**WHAT IS NEEDED**
Copy out the material below line for line without changing anything, and leave the pictures out.

-- begin --

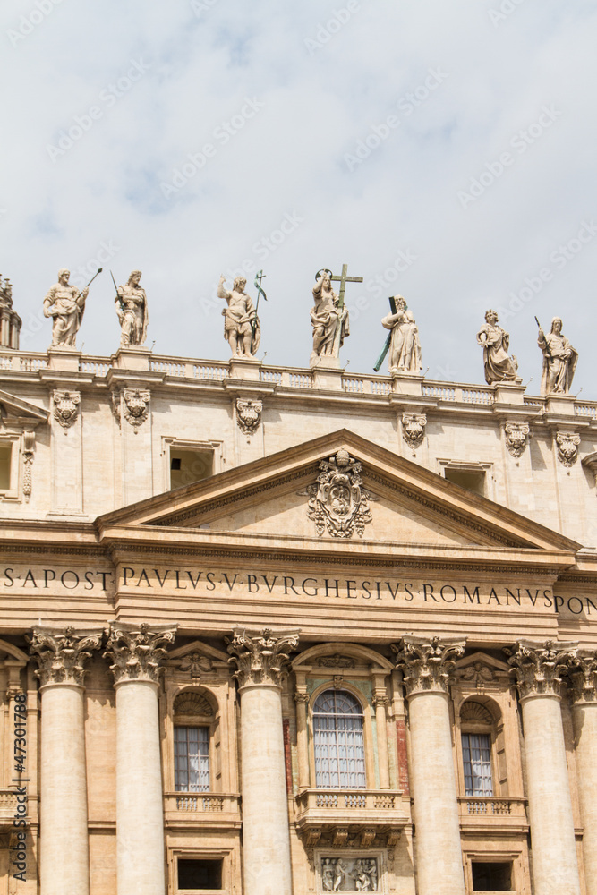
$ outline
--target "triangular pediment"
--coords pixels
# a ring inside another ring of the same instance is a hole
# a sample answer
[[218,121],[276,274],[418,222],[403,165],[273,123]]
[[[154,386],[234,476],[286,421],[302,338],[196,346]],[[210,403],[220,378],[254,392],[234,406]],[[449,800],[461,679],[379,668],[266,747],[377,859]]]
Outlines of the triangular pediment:
[[220,543],[260,539],[277,550],[336,552],[393,545],[574,555],[580,546],[346,430],[107,514],[98,525],[104,533],[141,527],[171,538],[185,530]]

-- end --

**RESPONSE TO THIS EXERCISE**
$ outline
--target "triangular pediment"
--coords pixels
# a ring inside another ring of the same instance is a hole
# a sample answer
[[218,121],[276,274],[418,222],[403,165],[273,123]]
[[[154,386],[234,476],[286,421],[302,338],[196,346]],[[210,403],[220,378],[254,392],[234,406]],[[449,800],[461,679],[379,668],[266,747],[377,859]]]
Outlines of the triangular pediment:
[[220,543],[260,539],[277,550],[336,552],[393,545],[574,555],[580,546],[346,430],[107,514],[98,525],[104,533],[141,527],[171,538],[185,530]]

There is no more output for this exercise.